Instructions to follow
When you transcribe the lines below, keep every word the same and leave the pictures behind.

** Listed records follows **

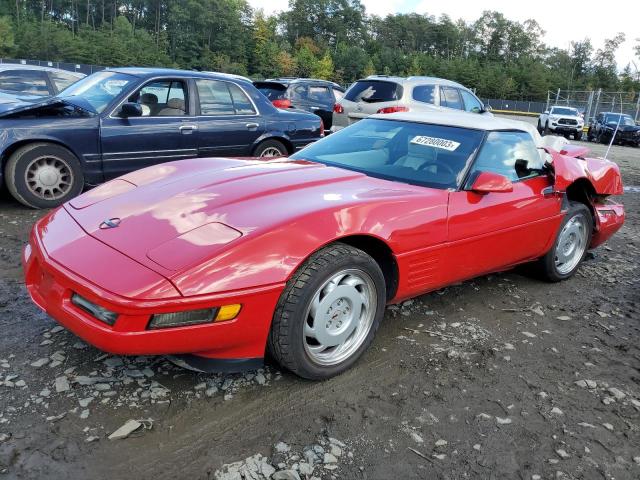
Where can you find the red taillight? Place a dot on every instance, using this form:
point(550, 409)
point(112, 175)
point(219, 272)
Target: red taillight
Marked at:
point(393, 109)
point(282, 103)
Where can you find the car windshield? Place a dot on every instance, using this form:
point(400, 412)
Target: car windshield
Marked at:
point(624, 119)
point(420, 154)
point(372, 91)
point(273, 91)
point(564, 111)
point(98, 90)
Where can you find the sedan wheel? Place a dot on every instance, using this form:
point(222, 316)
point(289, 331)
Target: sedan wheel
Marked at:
point(270, 149)
point(43, 175)
point(49, 178)
point(328, 313)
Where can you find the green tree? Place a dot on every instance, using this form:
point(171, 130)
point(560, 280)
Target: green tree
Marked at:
point(324, 68)
point(6, 36)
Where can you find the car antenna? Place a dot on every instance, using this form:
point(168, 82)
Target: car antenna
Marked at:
point(615, 132)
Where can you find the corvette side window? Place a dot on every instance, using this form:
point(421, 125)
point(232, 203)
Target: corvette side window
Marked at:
point(512, 154)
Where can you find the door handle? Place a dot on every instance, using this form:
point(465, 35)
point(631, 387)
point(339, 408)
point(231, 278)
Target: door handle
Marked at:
point(187, 128)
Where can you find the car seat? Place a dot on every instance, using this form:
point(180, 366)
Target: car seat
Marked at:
point(175, 107)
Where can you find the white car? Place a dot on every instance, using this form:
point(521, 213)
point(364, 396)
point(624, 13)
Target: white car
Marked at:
point(563, 120)
point(385, 94)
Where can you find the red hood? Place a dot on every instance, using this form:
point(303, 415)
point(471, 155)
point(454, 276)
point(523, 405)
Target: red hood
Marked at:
point(174, 215)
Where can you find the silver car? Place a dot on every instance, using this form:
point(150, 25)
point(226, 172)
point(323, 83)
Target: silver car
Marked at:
point(385, 94)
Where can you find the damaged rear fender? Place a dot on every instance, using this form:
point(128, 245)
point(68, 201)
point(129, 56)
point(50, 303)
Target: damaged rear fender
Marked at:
point(603, 175)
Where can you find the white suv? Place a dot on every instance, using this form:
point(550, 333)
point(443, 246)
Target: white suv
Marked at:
point(385, 94)
point(563, 120)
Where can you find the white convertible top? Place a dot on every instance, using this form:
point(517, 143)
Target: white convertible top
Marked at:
point(455, 118)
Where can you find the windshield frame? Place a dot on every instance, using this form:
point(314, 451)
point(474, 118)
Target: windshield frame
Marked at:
point(70, 93)
point(463, 174)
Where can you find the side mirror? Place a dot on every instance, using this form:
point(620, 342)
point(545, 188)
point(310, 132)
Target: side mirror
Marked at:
point(131, 109)
point(486, 182)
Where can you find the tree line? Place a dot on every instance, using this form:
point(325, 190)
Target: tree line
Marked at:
point(331, 39)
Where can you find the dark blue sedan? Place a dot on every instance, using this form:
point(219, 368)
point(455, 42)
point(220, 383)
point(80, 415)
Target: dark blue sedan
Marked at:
point(119, 120)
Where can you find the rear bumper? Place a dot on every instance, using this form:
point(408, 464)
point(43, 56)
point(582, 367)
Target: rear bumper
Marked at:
point(51, 286)
point(609, 219)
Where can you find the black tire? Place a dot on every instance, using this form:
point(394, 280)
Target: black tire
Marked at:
point(286, 338)
point(61, 159)
point(547, 264)
point(263, 149)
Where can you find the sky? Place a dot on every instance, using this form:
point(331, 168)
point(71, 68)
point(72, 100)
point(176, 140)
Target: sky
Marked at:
point(562, 21)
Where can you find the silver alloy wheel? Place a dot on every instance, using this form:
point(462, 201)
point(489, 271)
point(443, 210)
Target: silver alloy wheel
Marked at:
point(339, 317)
point(271, 152)
point(572, 243)
point(48, 177)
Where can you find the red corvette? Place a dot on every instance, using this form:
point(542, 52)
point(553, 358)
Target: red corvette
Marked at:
point(215, 261)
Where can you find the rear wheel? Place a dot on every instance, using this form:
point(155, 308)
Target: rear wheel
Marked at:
point(43, 175)
point(571, 244)
point(328, 313)
point(271, 148)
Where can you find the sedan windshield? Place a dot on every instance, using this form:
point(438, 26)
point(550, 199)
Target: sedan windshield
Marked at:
point(564, 111)
point(98, 90)
point(624, 119)
point(421, 154)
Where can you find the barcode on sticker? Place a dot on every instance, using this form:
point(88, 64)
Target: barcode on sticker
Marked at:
point(442, 143)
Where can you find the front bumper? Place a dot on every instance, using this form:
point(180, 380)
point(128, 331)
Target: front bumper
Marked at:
point(609, 218)
point(562, 128)
point(51, 286)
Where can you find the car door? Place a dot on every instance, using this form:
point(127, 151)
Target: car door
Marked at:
point(166, 130)
point(488, 232)
point(321, 102)
point(228, 121)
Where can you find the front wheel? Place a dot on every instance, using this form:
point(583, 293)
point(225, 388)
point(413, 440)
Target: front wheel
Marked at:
point(328, 313)
point(571, 244)
point(43, 175)
point(271, 148)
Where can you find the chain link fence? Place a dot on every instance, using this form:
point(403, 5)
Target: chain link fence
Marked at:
point(72, 67)
point(588, 102)
point(594, 102)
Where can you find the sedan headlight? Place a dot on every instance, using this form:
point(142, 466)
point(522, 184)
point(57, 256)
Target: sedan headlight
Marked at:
point(194, 317)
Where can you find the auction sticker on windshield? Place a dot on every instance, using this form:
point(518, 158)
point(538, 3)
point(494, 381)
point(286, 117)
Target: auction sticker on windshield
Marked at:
point(442, 143)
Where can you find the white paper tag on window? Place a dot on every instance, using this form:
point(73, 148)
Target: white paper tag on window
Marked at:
point(442, 143)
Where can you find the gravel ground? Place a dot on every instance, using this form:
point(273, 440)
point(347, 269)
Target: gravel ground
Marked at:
point(500, 377)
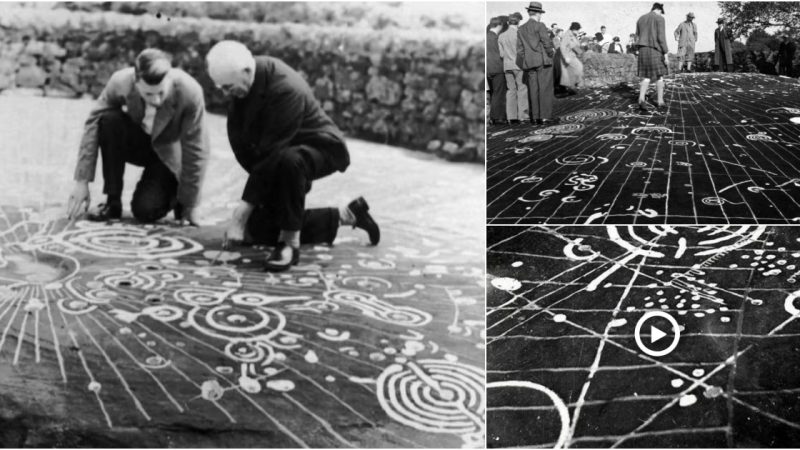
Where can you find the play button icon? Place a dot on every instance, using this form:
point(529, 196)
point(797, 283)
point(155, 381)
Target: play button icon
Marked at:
point(658, 320)
point(656, 334)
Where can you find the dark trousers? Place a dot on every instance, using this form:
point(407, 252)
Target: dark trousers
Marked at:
point(540, 92)
point(278, 185)
point(124, 142)
point(498, 97)
point(786, 65)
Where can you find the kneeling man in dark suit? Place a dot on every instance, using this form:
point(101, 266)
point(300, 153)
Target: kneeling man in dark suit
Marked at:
point(284, 140)
point(150, 115)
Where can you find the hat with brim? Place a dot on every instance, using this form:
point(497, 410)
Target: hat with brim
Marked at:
point(659, 6)
point(535, 7)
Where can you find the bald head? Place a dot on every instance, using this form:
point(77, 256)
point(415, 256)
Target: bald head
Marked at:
point(232, 67)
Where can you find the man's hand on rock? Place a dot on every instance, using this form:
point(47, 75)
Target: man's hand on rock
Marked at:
point(187, 216)
point(79, 199)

** End of Listed records **

Task answer
Where can you find the red taillight? Place a dot on every instance, using this form:
point(550, 409)
point(112, 175)
point(219, 272)
Target: red taillight
Marked at:
point(393, 109)
point(282, 103)
Where can you find the car windshield? Place a dot on every instance, using this form:
point(400, 412)
Target: car windshield
Marked at:
point(624, 119)
point(420, 154)
point(372, 91)
point(273, 91)
point(564, 111)
point(98, 90)
Where can you find the sedan wheel? Place a dot on every instance, using this form:
point(222, 316)
point(289, 331)
Target: sedan wheel
Marked at:
point(270, 149)
point(43, 175)
point(49, 178)
point(328, 313)
Where can you find the green tree? Place a dot on every instance, using this form:
point(171, 130)
point(560, 280)
Target: green tree
Marked at:
point(324, 68)
point(6, 36)
Where can you find the car antenna? Place a dot on every instance, using this form:
point(168, 82)
Target: car antenna
Marked at:
point(615, 132)
Where can you find the corvette side window? Place a dot on every instance, using this form:
point(421, 125)
point(232, 203)
Target: corvette side window
Marked at:
point(512, 154)
Where can you find the door handle? Place a dot on every instance, using this form:
point(465, 35)
point(631, 387)
point(339, 408)
point(231, 278)
Target: door handle
Marked at:
point(187, 128)
Where can you find the car seat? Place a dot on every instance, using this form:
point(180, 366)
Target: car seat
Marked at:
point(175, 107)
Where can you find the white car? Place a dot on every instance, using this form:
point(521, 213)
point(364, 396)
point(624, 13)
Target: white car
Marked at:
point(563, 120)
point(385, 94)
Where can you find the red hood? Place a dot on every instance, using this form:
point(303, 415)
point(471, 155)
point(454, 276)
point(523, 405)
Target: red hood
Marked at:
point(174, 215)
Where can you find the silver car? Place a dot on every instance, using this form:
point(150, 25)
point(226, 172)
point(323, 83)
Target: silver car
Marked at:
point(385, 94)
Where can you find the damaged rear fender? Place a dot on every instance, using this form:
point(128, 245)
point(68, 201)
point(129, 56)
point(50, 303)
Target: damaged rear fender
Marked at:
point(603, 175)
Where can you find the white suv? Place a dot on every instance, using this form:
point(550, 333)
point(443, 246)
Target: white suv
Marked at:
point(385, 94)
point(563, 120)
Where can you find the white convertible top? Place a dot on every instance, using this form:
point(517, 143)
Target: white convertible top
Marked at:
point(455, 118)
Where can you find the windshield frame? Place a dot on every instance, using this form:
point(314, 451)
point(474, 118)
Target: windshield frame
Marked at:
point(70, 93)
point(463, 174)
Where can you find the side mirror? Place a dot on every instance, using this form:
point(620, 342)
point(545, 188)
point(310, 132)
Target: side mirror
Marked at:
point(131, 109)
point(486, 182)
Where can you find the tree line? Place a dot on every instance, using this form:
point(325, 190)
Target: tree line
Marked at:
point(331, 39)
Where can you find the dark blue sedan? Place a dot on every instance, using this form:
point(219, 368)
point(455, 42)
point(220, 383)
point(80, 415)
Target: dark blue sedan
Marked at:
point(119, 120)
Where can you find the rear bumper? Place a dot on every instance, using this form:
point(408, 464)
point(43, 56)
point(582, 367)
Target: rear bumper
Marked at:
point(51, 286)
point(609, 219)
Where can you find the black tire? Place a dot on every instance, using this form:
point(394, 280)
Target: black tire
Marked at:
point(286, 338)
point(61, 159)
point(547, 264)
point(263, 149)
Where can you find the sky? Place a dot on every instance, using this form:
point(331, 168)
point(71, 68)
point(72, 100)
point(176, 140)
Target: sky
Marked at:
point(562, 21)
Where can you find the silver alloy wheel? Place a dot on every instance, using this form:
point(462, 201)
point(489, 271)
point(443, 210)
Target: silver alloy wheel
Marked at:
point(339, 317)
point(271, 152)
point(572, 243)
point(48, 177)
Where can you find the red corvette? Place a dot on every instance, using this form:
point(542, 52)
point(553, 358)
Target: red corvette
Marked at:
point(215, 261)
Where can you find the rear wheel? Place a dot on every instance, using this form:
point(155, 308)
Target: rear wheel
Marked at:
point(43, 175)
point(571, 244)
point(328, 313)
point(271, 148)
Where can you find the sedan windshield? Place a dot on every instance, using this form:
point(438, 26)
point(550, 199)
Target: sedan windshield
Marked at:
point(564, 111)
point(98, 90)
point(624, 119)
point(421, 154)
Where can you find the barcode on sticker? Place a dot on every instance, using this form:
point(88, 64)
Target: barcode on sticker
Marked at:
point(442, 143)
Where can you find the front bumper? Place a dot on every instance, using this form:
point(180, 380)
point(128, 331)
Target: front bumper
Marked at:
point(609, 218)
point(562, 128)
point(51, 286)
Where can you find the car door? Place a dot on every instance, using this form:
point(127, 151)
Target: car door
Marked at:
point(166, 130)
point(488, 232)
point(321, 102)
point(228, 121)
Where can you find the front wheel? Place a dot on every instance, using this form:
point(583, 293)
point(225, 388)
point(413, 440)
Target: front wheel
Marked at:
point(328, 313)
point(571, 244)
point(43, 175)
point(271, 148)
Where can you find the chain link fence? Place a dot on every instance, using this form:
point(403, 5)
Target: chain link fence
Marked at:
point(72, 67)
point(588, 102)
point(594, 102)
Where can you find the sedan headlight? Place a dot on every instance, using this form:
point(142, 466)
point(522, 184)
point(57, 256)
Target: sedan headlight
Marked at:
point(194, 317)
Where can you find the auction sticker on windshield? Place a dot on every instance, using this form:
point(518, 158)
point(538, 3)
point(494, 381)
point(286, 117)
Target: auction sticker on windshield
Marked at:
point(442, 143)
Where can you find the white paper tag on window? Place a dot on every instance, using this form:
point(73, 148)
Target: white paper tag on window
Marked at:
point(442, 143)
Where can you find the gravel ground? Place a dot on every instance, using this form:
point(273, 440)
point(347, 269)
Target: gravel ground
Marked at:
point(500, 377)
Where can you find the play button icon? Place a dot on every instance, using this form:
point(529, 196)
point(797, 283)
point(155, 381)
Target: play button icon
Marked at:
point(658, 320)
point(656, 334)
Where can you find the dark trousers? Place a dot on every instance, using this form:
point(407, 252)
Target: dark trousers
Marked at:
point(540, 92)
point(278, 185)
point(124, 142)
point(498, 97)
point(786, 65)
Where can you find the kneeling man in dark suit? Place a dot on every instance, using this form:
point(101, 266)
point(300, 153)
Target: kneeling man in dark suit
Marked at:
point(284, 140)
point(150, 115)
Where can you find the hat with brim? Place a dot on every instance, using this form:
point(497, 410)
Target: hat with brim
Marked at:
point(659, 6)
point(535, 7)
Where can you find the bald head? Place a dot on every instance, using this form:
point(77, 256)
point(415, 256)
Target: bald head
Marked at:
point(232, 67)
Where can you find the man's hand on rock? Place a dot on every instance, using this form:
point(47, 75)
Target: man's hand on rock
Marked at:
point(187, 216)
point(79, 199)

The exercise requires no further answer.